### Work required:
Report the lines of the data below that contain the string "photograph".

========================================

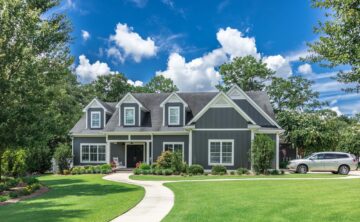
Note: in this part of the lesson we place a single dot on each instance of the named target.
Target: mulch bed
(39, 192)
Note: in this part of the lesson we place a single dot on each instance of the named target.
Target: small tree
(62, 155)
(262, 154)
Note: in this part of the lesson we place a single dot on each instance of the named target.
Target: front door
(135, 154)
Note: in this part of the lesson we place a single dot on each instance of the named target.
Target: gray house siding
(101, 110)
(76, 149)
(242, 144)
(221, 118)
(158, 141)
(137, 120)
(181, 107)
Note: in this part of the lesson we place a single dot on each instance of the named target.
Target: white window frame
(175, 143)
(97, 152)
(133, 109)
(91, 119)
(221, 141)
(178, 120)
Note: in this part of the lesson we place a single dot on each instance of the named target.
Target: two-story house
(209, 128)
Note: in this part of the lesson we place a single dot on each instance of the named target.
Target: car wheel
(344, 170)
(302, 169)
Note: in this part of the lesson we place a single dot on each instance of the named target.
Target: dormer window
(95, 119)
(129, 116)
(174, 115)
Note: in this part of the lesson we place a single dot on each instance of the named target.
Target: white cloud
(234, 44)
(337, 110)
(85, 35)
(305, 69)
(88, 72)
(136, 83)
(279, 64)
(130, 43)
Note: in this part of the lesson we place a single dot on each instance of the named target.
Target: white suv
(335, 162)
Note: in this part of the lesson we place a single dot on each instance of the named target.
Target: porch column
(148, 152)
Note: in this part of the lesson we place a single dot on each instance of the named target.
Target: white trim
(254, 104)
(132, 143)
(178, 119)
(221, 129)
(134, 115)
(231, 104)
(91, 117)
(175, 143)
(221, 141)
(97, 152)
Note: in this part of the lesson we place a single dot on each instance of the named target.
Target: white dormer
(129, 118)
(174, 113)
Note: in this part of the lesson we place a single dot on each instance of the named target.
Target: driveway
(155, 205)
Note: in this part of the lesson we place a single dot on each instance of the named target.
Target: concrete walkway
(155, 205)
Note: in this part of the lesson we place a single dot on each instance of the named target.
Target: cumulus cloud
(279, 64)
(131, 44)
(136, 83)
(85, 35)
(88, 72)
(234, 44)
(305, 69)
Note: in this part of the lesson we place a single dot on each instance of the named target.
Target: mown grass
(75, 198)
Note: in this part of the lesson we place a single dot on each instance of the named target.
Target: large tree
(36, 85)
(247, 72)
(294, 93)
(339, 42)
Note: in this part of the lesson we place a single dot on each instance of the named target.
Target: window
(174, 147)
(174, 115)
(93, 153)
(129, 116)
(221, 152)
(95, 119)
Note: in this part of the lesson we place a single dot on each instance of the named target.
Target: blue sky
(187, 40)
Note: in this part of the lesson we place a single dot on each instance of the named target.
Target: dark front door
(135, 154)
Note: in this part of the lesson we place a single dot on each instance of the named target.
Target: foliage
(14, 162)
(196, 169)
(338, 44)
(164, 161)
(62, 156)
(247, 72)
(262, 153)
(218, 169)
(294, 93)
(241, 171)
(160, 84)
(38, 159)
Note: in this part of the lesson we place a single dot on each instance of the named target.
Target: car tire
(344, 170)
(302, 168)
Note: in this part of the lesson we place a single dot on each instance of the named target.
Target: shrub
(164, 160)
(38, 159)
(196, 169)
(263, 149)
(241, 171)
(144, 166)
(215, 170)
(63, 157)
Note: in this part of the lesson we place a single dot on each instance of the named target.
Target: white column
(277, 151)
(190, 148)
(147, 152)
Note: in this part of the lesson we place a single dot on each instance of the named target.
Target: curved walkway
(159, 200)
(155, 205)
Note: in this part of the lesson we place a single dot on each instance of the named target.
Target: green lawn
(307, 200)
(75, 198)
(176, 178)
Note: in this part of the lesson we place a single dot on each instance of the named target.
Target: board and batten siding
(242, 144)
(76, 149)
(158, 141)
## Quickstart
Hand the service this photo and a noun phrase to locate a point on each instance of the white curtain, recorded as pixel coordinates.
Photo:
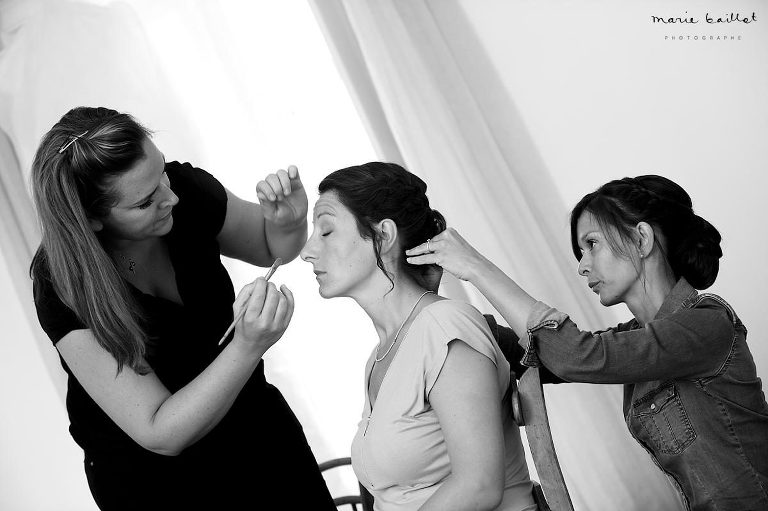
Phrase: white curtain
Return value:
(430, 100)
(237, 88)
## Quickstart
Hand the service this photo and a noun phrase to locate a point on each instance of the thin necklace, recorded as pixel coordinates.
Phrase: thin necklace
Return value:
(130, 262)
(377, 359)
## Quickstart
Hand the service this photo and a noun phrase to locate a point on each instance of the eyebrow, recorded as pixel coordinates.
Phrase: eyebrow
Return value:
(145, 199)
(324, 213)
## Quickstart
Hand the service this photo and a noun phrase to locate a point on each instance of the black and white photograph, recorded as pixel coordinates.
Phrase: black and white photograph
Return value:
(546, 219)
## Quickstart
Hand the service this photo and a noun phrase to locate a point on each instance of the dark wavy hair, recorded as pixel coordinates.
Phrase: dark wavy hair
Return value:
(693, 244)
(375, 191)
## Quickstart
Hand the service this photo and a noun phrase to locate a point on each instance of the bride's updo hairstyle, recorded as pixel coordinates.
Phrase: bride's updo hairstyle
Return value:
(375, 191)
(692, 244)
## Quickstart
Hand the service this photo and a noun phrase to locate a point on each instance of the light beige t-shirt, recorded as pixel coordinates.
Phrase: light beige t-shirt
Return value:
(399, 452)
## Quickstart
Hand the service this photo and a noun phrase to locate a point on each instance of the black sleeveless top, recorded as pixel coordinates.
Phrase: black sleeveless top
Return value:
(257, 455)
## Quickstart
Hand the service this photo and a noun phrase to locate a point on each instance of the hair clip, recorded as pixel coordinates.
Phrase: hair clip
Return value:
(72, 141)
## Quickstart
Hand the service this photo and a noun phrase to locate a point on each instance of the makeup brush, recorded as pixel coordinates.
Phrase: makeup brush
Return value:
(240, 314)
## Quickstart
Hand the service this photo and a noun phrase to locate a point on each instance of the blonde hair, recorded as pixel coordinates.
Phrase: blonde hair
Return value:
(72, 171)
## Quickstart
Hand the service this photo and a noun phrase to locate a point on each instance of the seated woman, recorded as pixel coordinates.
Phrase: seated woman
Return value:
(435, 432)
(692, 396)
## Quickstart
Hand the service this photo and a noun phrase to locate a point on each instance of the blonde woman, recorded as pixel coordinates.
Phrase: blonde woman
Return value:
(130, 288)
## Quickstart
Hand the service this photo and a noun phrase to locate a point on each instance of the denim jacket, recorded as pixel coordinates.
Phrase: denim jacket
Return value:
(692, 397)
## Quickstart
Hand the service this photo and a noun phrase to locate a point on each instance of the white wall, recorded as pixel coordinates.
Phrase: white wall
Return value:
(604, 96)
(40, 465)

========================================

### Solution for this exercise:
Hand the service this photo and a noun phrase to locate a point on each instance of the black and white photograph, recorded as pixel coordinates.
Phrase: black and white photograph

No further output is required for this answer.